Goal.
Reproduce every line of the items below verbatim, and leave the pictures out of your output.

[Dataset entries]
##########

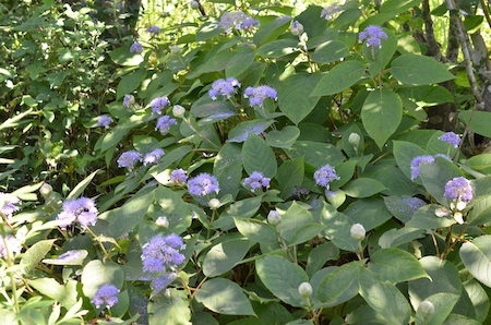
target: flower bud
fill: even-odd
[[[454,219],[455,219],[455,221],[457,221],[458,225],[464,224],[464,216],[462,213],[455,213]]]
[[[434,215],[439,218],[450,216],[451,212],[446,207],[439,207],[434,210]]]
[[[354,147],[358,147],[358,145],[360,144],[360,140],[361,140],[361,136],[358,133],[351,133],[348,136],[348,142]]]
[[[267,214],[267,222],[270,222],[270,225],[276,226],[279,222],[282,222],[282,215],[275,210],[272,209],[268,214]]]
[[[209,208],[217,209],[220,207],[221,203],[218,198],[212,198],[212,200],[209,200],[208,205],[209,205]]]
[[[177,45],[172,45],[170,47],[170,52],[172,55],[179,55],[181,51],[182,51],[182,49],[179,46],[177,46]]]
[[[175,105],[172,108],[172,113],[176,118],[183,118],[185,112],[185,108],[180,105]]]
[[[301,282],[298,286],[298,293],[303,298],[309,298],[312,296],[312,286],[309,282]]]
[[[352,225],[349,232],[351,233],[351,238],[358,241],[362,241],[364,239],[364,236],[367,234],[367,231],[361,224]]]
[[[158,217],[155,225],[169,228],[169,219],[167,217]]]
[[[44,183],[43,186],[39,189],[39,193],[44,197],[48,197],[52,193],[52,186],[50,184]]]
[[[189,5],[191,5],[192,9],[199,9],[200,8],[200,2],[193,0],[193,1],[191,1],[189,3]]]
[[[290,33],[298,36],[303,33],[303,25],[299,22],[292,22],[290,26]]]
[[[419,304],[418,310],[421,310],[421,313],[427,315],[434,314],[434,305],[431,301],[424,300]]]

##########

Solution to this exercise.
target: flower bud
fill: even-odd
[[[454,219],[455,219],[455,221],[457,221],[458,225],[464,224],[464,216],[462,213],[455,213]]]
[[[434,215],[439,218],[450,216],[451,212],[446,207],[439,207],[434,210]]]
[[[354,147],[358,147],[358,145],[360,144],[360,140],[361,140],[361,136],[358,133],[351,133],[348,136],[348,142]]]
[[[267,214],[267,222],[270,222],[270,225],[276,226],[279,222],[282,222],[282,215],[275,210],[272,209],[268,214]]]
[[[209,208],[217,209],[220,207],[221,203],[218,198],[212,198],[212,200],[209,200],[208,205],[209,205]]]
[[[177,45],[172,45],[170,47],[170,52],[172,55],[179,55],[181,51],[182,51],[182,49],[179,46],[177,46]]]
[[[175,105],[172,108],[172,113],[176,118],[183,118],[185,112],[185,108],[180,105]]]
[[[301,282],[298,286],[298,293],[303,298],[309,298],[312,296],[312,286],[309,282]]]
[[[352,225],[349,232],[351,233],[351,238],[358,241],[362,241],[364,239],[364,236],[367,234],[367,231],[361,224]]]
[[[158,217],[155,225],[169,228],[169,219],[167,217]]]
[[[44,183],[43,186],[39,189],[39,193],[44,197],[48,197],[52,193],[52,186],[50,184]]]
[[[189,5],[191,5],[192,9],[199,9],[200,8],[200,2],[193,0],[193,1],[191,1],[189,3]]]
[[[290,33],[298,36],[303,33],[303,25],[299,22],[292,22],[290,26]]]
[[[419,304],[418,310],[421,310],[421,313],[427,315],[434,314],[434,305],[431,301],[424,300]]]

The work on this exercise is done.